*Short task*. Please count the lines in the records below that contain the string "post". Reply with the number alone.

*Listed records*.
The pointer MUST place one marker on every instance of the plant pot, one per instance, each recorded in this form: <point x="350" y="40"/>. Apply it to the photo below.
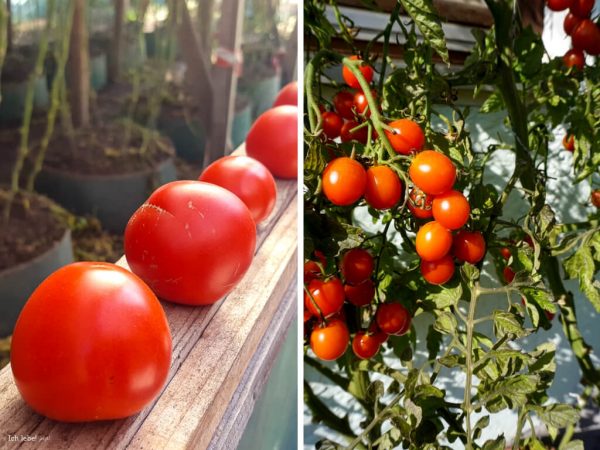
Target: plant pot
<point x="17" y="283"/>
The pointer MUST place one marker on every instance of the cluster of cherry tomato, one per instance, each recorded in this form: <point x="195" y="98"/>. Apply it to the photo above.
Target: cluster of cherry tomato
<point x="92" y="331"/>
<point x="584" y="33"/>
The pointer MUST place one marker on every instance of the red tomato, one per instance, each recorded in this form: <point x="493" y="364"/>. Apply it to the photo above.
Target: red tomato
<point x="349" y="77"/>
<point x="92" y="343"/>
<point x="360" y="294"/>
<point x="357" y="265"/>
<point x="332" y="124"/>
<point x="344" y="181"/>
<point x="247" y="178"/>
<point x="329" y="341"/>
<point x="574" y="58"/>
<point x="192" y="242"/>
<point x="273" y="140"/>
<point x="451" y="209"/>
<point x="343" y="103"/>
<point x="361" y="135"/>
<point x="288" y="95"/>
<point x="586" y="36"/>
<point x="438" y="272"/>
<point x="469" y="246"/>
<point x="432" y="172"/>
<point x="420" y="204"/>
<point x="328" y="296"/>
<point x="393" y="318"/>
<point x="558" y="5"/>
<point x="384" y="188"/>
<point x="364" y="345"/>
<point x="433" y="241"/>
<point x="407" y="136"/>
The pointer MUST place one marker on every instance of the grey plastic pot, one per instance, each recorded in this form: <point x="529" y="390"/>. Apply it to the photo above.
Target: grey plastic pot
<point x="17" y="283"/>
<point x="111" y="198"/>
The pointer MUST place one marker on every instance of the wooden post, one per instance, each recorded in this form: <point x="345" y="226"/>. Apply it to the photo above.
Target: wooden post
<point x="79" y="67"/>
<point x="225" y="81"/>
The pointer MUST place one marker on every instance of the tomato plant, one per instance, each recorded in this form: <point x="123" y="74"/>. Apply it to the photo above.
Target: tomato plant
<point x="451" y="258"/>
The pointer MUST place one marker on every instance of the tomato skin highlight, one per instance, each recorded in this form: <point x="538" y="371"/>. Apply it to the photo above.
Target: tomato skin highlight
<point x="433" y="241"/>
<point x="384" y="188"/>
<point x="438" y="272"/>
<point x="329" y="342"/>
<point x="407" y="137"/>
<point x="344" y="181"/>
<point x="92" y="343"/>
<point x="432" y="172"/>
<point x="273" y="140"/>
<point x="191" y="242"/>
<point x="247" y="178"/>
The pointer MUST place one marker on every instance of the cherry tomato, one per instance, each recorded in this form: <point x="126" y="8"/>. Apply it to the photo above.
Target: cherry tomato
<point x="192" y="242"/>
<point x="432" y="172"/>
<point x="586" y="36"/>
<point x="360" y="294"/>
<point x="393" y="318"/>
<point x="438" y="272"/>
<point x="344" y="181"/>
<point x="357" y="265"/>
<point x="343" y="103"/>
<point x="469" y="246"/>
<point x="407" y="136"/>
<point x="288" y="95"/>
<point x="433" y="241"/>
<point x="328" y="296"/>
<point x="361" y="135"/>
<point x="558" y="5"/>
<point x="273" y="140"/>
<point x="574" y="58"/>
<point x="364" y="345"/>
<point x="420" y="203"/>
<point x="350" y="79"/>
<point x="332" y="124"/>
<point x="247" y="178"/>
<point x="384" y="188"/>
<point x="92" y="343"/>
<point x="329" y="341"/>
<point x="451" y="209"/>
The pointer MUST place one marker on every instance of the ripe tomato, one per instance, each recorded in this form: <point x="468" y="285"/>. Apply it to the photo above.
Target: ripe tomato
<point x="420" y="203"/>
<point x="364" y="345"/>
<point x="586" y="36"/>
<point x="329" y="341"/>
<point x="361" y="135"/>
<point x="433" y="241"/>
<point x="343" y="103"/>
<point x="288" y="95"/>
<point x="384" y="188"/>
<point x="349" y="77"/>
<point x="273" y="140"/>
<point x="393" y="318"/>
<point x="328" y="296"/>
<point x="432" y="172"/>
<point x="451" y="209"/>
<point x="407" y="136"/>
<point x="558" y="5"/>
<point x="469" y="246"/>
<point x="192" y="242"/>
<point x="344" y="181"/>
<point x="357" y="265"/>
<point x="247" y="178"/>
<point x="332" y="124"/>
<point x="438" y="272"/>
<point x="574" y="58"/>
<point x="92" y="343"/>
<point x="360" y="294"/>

*Response to this exercise*. 2